◆ **Study text**
..........

Microsoft CEO Satya Nadella speaks at the Axel Springer building in Berlin on Oct. 17, 2023. He received the annual Axel Springer Award.
Ben Kriemann | Getty Images
Among the thousands of Microsoft employees who lost their jobs in the cutbacks announced this week were 830 staffers in the company’s home state of Washington.
Nearly a dozen game design workers in the state were part of the layoffs, along with three audio designers, two mechanical engineers, one optical engineer and one lab technician, according to a document Microsoft submitted to Washington employment officials.
There were also five individual contributors and one manager at the Microsoft Research division in the cuts, as well as 10 lawyers and six hardware engineers, the document shows.
Microsoft announced plans on Wednesday to eliminate 9,000 jobs, as part of an effort to eliminate redundancy and to encourage employees to focus on more meaningful work by adopting new technologies, a person familiar with the matter told CNBC. The person asked not to be named while discussing private matters.

..........

◆ **Data below**

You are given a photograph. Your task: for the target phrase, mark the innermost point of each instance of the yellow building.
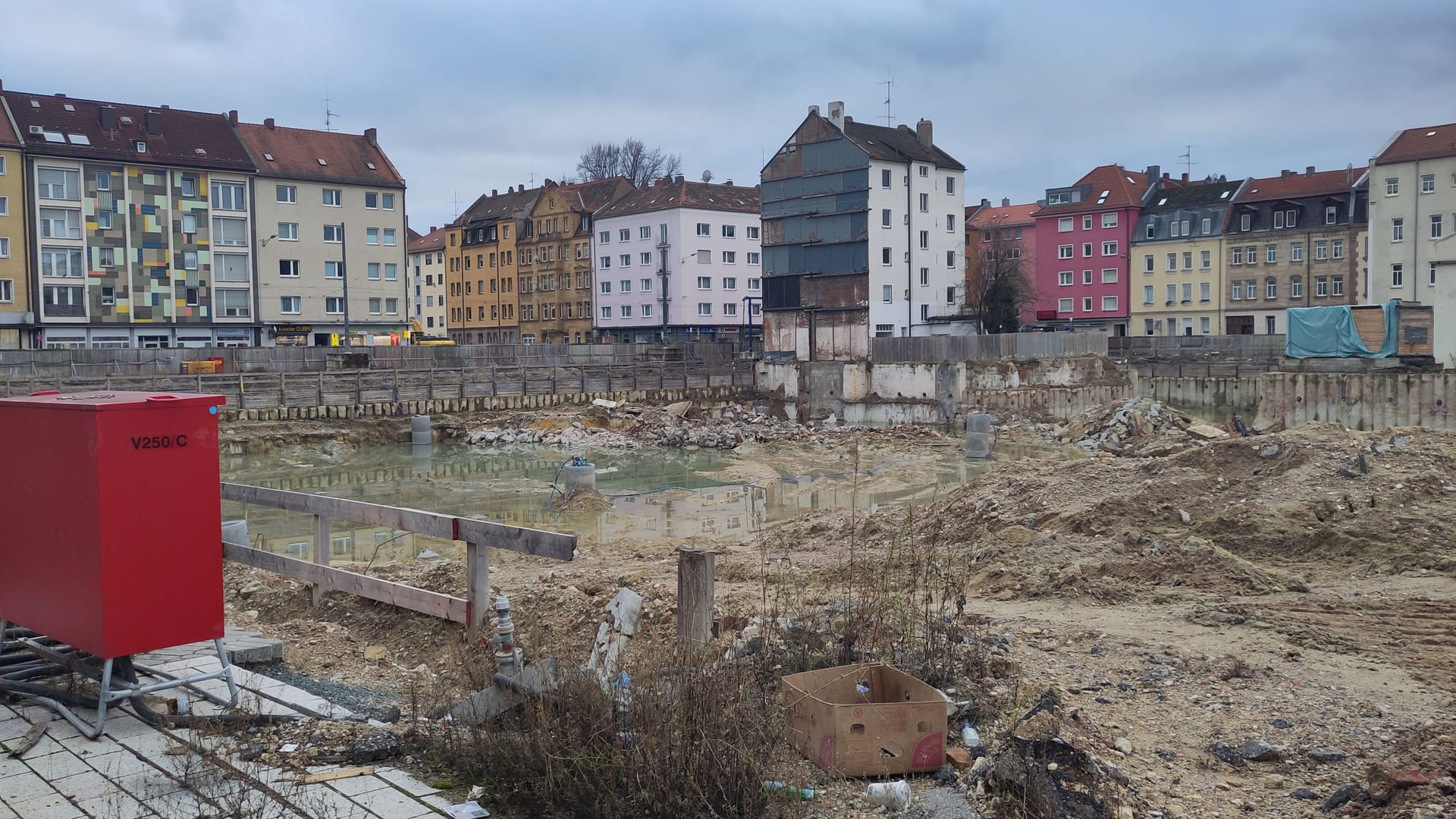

..........

◆ **Task description**
According to the layoffs article, how many Microsoft staffers in Washington state lost their jobs in this week's cuts? The listing has nothing to do with the layoffs article.

◆ **Exercise result**
830 staffers.